Excerpt:
Start of Block
Dr Anupa Nandi
BFS study day - Creating modern families - learning points
Today I attended a very informative session at the British Fertility Society study day, Creating Modern Families.
A brief summary of some important learning points:
1. Should children be informed that they were born through gamete donation or surrogacy?
Though patients are always advised to inform their children about their gamete conception, there is a hesitation among patients in doing so.
It was very nice to hear about the 20-year longitudinal study organised by Centre for Family Research, on children born from donated gametes and surrogacy.
It started in 2000, when children born through gamete donation and surrogacy were followed till 2019. Families were interviewed at their home after delivery. Their interaction and bonding with the child at age 1 and then 4 years were assessed using various gadgets of interactive play.
The child was separately interviewed at age 7 and again at 14 years regarding their knowledge and attitude towards their gamete conception. The child's development was also assessed by interviewing their school teacher.
It was very reassuring to know that there are a positive psychological adjustment and positive family relationship and higher global functioning among children who were being disclosed about their donor conception.
Children who learn about their donor conception before the age of 7 years had a better relationship with their parents than who were unaware and most adolescents felt indifferent about it by the age of 14.
This information would definitely help me to counsel couples seeking fertility treatment with donated gametes.
2. Fertility tourism - what facts should the patients be aware of?
Fertility tourism is on the rise.
End of Block
Recorded data:
Start of Block
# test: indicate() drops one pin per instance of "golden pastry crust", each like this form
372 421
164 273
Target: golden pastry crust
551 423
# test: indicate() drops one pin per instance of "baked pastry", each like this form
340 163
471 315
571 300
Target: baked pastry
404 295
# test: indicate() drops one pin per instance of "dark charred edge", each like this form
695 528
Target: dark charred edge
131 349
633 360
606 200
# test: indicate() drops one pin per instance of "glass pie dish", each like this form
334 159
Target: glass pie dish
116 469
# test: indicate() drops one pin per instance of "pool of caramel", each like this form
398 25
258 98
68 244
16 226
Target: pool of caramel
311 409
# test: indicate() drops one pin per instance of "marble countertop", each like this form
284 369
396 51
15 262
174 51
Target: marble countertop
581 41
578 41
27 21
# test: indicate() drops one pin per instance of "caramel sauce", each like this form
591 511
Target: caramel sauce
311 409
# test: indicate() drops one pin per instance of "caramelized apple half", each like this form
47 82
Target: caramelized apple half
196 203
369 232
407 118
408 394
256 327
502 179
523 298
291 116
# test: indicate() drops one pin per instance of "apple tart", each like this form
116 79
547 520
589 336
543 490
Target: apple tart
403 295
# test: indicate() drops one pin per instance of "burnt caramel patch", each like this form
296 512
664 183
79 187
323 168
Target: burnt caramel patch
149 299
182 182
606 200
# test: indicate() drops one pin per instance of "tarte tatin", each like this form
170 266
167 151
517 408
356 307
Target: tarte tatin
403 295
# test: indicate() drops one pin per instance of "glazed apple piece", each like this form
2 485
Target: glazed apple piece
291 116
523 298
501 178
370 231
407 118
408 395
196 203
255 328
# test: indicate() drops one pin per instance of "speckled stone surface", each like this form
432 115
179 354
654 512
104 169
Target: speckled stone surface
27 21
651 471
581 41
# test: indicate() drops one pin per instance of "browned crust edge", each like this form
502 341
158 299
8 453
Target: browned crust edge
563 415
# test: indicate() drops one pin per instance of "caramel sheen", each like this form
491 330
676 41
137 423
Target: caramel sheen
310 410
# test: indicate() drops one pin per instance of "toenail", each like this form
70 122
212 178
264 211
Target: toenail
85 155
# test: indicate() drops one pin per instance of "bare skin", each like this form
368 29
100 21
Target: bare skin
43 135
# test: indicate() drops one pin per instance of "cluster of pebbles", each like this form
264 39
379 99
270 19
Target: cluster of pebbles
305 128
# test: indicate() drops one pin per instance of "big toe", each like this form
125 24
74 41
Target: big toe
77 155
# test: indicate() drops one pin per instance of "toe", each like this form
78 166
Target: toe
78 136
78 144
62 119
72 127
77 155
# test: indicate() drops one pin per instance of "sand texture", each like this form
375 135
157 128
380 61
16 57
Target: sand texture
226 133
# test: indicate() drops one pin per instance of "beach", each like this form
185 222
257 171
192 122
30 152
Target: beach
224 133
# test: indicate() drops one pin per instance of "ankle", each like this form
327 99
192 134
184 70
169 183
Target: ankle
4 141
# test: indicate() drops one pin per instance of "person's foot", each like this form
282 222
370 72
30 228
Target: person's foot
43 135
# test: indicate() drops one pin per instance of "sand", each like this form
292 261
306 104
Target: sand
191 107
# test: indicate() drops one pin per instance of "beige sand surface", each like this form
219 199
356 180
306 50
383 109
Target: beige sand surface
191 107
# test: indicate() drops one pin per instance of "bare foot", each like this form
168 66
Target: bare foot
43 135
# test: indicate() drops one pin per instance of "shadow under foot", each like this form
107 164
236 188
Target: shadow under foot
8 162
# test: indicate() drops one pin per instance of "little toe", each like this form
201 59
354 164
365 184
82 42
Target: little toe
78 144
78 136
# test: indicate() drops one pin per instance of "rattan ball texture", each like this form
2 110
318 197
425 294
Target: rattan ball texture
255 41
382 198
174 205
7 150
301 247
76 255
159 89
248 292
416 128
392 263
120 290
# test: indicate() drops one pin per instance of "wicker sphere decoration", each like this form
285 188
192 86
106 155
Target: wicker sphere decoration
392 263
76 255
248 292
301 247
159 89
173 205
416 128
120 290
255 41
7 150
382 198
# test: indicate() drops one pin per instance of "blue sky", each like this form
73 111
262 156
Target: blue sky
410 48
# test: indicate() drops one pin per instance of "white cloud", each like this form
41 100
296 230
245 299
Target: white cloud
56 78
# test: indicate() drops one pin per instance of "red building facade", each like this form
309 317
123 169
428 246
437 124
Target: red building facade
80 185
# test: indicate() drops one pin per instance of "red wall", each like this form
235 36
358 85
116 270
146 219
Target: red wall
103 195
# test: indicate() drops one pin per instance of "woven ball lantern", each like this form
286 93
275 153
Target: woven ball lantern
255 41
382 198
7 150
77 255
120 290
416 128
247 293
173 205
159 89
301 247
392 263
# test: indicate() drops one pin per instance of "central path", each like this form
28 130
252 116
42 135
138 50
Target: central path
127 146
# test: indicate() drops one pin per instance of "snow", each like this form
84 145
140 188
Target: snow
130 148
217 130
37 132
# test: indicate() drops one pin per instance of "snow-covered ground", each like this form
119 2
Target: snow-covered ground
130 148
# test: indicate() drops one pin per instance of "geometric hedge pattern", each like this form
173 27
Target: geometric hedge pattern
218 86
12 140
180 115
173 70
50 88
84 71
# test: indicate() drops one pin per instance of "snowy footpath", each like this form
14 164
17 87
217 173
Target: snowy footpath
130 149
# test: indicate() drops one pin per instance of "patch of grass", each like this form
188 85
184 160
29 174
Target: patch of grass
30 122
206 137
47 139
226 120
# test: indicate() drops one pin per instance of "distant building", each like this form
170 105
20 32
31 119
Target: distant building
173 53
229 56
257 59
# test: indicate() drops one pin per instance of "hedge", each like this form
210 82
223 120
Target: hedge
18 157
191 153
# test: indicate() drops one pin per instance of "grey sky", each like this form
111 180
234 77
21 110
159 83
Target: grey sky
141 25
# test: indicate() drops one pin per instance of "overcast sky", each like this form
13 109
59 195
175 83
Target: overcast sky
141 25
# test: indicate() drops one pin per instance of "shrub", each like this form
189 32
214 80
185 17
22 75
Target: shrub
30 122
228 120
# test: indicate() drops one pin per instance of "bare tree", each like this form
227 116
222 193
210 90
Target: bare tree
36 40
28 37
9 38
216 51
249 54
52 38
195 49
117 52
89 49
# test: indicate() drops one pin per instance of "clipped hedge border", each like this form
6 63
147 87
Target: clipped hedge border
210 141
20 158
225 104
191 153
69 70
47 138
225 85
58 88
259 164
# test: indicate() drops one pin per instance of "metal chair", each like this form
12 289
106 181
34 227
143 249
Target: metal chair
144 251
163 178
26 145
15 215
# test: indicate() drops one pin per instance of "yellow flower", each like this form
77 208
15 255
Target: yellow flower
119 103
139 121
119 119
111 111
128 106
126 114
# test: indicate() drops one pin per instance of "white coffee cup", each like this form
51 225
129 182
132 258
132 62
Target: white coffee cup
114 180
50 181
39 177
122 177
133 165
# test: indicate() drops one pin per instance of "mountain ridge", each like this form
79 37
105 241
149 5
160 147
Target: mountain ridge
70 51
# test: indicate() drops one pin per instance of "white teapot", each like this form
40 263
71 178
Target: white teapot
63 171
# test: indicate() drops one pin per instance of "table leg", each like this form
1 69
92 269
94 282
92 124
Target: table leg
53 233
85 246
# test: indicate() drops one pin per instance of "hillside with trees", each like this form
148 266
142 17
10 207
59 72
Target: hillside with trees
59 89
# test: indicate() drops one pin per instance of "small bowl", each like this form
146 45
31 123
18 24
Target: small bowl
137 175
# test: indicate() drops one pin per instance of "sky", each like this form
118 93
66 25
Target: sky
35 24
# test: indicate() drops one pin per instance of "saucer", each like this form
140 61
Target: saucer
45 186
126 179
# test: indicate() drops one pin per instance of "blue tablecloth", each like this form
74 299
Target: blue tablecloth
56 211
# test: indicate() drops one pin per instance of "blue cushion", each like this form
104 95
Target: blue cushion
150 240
End of Block
Work to complete:
Retype everything in the study day notes from "Children who learn" down to "the age of 14.", keeping the wording unchanged.

Solution to this task:
Children who learn about their donor conception before the age of 7 years had a better relationship with their parents than who were unaware and most adolescents felt indifferent about it by the age of 14.